- **WHAT IS NEEDED**: Give every line of the material below as one string in a JSON list, leaving out blank lines and the pictures.

(Items listed in a dataset)
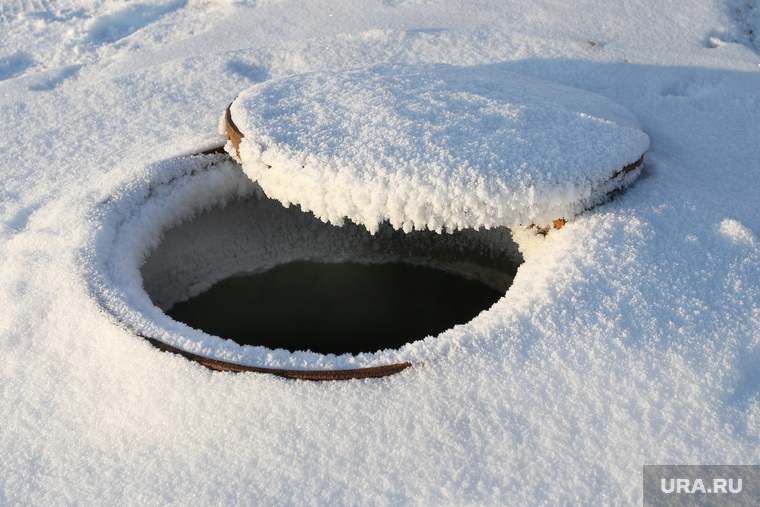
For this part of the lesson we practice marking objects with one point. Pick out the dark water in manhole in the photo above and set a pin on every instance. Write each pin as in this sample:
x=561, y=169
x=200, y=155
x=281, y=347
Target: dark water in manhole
x=336, y=308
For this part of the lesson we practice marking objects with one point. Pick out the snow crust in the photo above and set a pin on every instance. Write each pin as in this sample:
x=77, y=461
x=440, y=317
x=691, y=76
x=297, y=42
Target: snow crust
x=631, y=336
x=433, y=146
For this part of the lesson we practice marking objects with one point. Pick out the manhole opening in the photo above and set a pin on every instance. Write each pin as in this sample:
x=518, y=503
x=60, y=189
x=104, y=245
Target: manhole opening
x=261, y=274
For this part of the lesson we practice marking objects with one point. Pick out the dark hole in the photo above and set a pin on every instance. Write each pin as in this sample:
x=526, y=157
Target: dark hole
x=262, y=274
x=336, y=308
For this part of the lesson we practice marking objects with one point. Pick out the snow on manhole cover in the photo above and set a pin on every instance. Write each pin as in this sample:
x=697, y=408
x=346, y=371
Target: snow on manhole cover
x=409, y=173
x=436, y=147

- **ANSWER TO THE EXERCISE**:
[
  "For this part of the lesson we practice marking objects with one point. Pick out the dark water in manhole in the photo above and set a pin on every instance. Write each pin as in this sample:",
  "x=561, y=169",
  "x=200, y=155",
  "x=281, y=347",
  "Target: dark water in manhole",
  "x=336, y=308",
  "For this part of the lesson we practice marking objects with one point. Pick out the snow crust in the photo above and set a pin on every instance. Write each pin as in this sample:",
  "x=77, y=461",
  "x=440, y=317",
  "x=691, y=76",
  "x=297, y=42",
  "Target: snow crust",
  "x=631, y=336",
  "x=433, y=146",
  "For this part of the lesson we practice marking objects with one point. Pick out the manhole opening in the photo above and set a pin on every instance. Write each pin as in this sample:",
  "x=518, y=503",
  "x=60, y=189",
  "x=104, y=245",
  "Target: manhole opening",
  "x=261, y=274",
  "For this part of the lesson we practice marking objects with one point. Pick out the dark hole in the photo above and set a pin on every instance. Write each pin as in this sample:",
  "x=526, y=157",
  "Target: dark hole",
  "x=262, y=274",
  "x=336, y=308",
  "For this part of the lesson we practice marking objects with one point. Pick out the snow on manhole cover in the photo above and set a pin on every instance. Write each pin as in this sample:",
  "x=697, y=408",
  "x=346, y=371",
  "Target: snow on manhole cover",
  "x=409, y=173",
  "x=436, y=147"
]